_Arbeitsauftrag_
Schreibe den Abschnitt aus dem Textblock, beginnend mit „2. Der Kläger“ und weiter bis einschließlich „bewirken könnten (b).“, noch einmal ab und ersetze dabei „Vereinsgesetz“ durch „Versammlungsgesetz“.

_Textblock_
2. Der Kläger muss nicht mit beachtlicher Wahrscheinlichkeit befürchten, bei einer Rückkehr in die Türkei in Anknüpfung an individuelle Merkmale oder Aktivitäten in asylerheblicher Weise verfolgt zu werden. Dies gilt insbesondere mit Blick auf die im Wege des Strafnachrichtenaustausches übermittelte Verurteilung des Klägers wegen eines Verstoßes gegen das Vereinsgesetz (a). Es sind auch keine anderen Gründe vorgetragen oder zu erkennen, die bei einer Einreise in die Türkei eine asylerhebliche Gefährdung bewirken könnten (b).

a) Für den Kläger ergibt sich kein Nachfluchtgrund daraus, dass er vom Landgericht Berlin durch Urteil vom 20. Februar 1997 verurteilt worden ist und türkische Behörden im Wege des Strafnachrichtenaustausches von der Verurteilung Kenntnis erlangt haben. Zwar ist davon auszugehen, dass den türkischen Stellen auf Grund des Strafnachrichtenaustausches bekannt ist, dass der Kläger wegen einer Straftat mit exilpolitischem Hintergrund rechtskräftig verurteilt worden ist. Unter Auswertung der eingeführten Erkenntnismittel, insbesondere der in diesem Verfahren eingeholten Auskünfte und Gutachten erscheint es dem Senat jedoch nicht beachtlich wahrscheinlich, dass dem Kläger bei Rückkehr deswegen asyl- bzw. abschiebungsschutzrechtlich relevante Verfolgungsmaßnahmen drohen.

aa) Der zwischen der Bundesrepublik Deutschland und der Türkei praktizierte Strafnachrichtenaustausch findet statt auf der Grundlage des Art. 22 des für die Türkei am 22. September 1969 und für die Bundesrepublik Deutschland am 1. Januar 1977 in Kraft getretenen Europäischen Übereinkommens über die Rechtshilfe in Strafsachen (EuRHÜbk) vom 20. April 1959 (BGBl. 1964 II S. 1369, 1386; BGBl. 1976 II S. 1799). Im Rahmen des Strafnachrichtenaustausches unterrichtet jede Vertragspartei die andere Vertragspartei von allen, deren Staatsangehörige betreffenden strafrechtlichen (rechtskräftigen) Verurteilungen und nachfolgenden Maßnahmen, die in das Strafregister eingetragen worden sind. Inhalt der Strafnachricht sind neben den persönlichen Daten des Betroffenen das Datum der Verurteilung und der (letzten) Straftat, die Bezeichnung des erkennenden Gerichts sowie das Aktenzeichen des Verfahrens, die zur Verurteilung gelangte Straftat nebst der entsprechenden Vorschriften des Strafgesetzbuches und sonstiger strafrechtlicher Nebengesetze, Art und Höhe der verhängten Strafe und eventuelle Nebenfolgen oder Nebenstrafen (Bundesministerium der Justiz, Auskunft vom 12. März 1998 an VG Berlin - A VIII 10 b; Auskunft vom 2. März 1998 an VG Wiesbaden).

_Vorliegende Zeilen_

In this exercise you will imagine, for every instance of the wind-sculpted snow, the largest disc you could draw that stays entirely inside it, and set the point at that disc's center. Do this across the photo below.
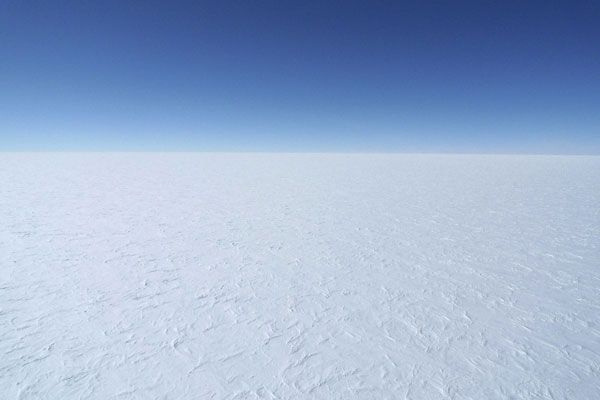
(207, 276)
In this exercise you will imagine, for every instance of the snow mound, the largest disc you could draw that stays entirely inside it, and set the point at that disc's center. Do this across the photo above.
(282, 276)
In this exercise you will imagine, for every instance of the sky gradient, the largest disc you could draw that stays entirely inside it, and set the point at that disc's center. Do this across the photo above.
(372, 76)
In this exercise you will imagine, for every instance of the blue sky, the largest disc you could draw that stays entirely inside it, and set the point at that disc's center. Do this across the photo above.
(370, 76)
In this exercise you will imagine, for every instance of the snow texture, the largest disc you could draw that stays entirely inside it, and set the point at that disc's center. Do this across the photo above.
(281, 276)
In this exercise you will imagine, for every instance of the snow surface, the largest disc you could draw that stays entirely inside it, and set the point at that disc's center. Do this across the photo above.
(240, 276)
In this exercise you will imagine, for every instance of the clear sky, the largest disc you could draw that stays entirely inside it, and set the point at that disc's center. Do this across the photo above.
(445, 76)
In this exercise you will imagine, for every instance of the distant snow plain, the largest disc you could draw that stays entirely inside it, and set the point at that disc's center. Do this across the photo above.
(299, 276)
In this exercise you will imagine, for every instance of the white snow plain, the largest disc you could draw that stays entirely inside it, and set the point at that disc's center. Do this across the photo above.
(282, 276)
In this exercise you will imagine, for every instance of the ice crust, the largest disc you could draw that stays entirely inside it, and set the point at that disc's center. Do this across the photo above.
(299, 276)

_Die Lösung_
2. Der Kläger muss nicht mit beachtlicher Wahrscheinlichkeit befürchten, bei einer Rückkehr in die Türkei in Anknüpfung an individuelle Merkmale oder Aktivitäten in asylerheblicher Weise verfolgt zu werden. Dies gilt insbesondere mit Blick auf die im Wege des Strafnachrichtenaustausches übermittelte Verurteilung des Klägers wegen eines Verstoßes gegen das Versammlungsgesetz (a). Es sind auch keine anderen Gründe vorgetragen oder zu erkennen, die bei einer Einreise in die Türkei eine asylerhebliche Gefährdung bewirken könnten (b).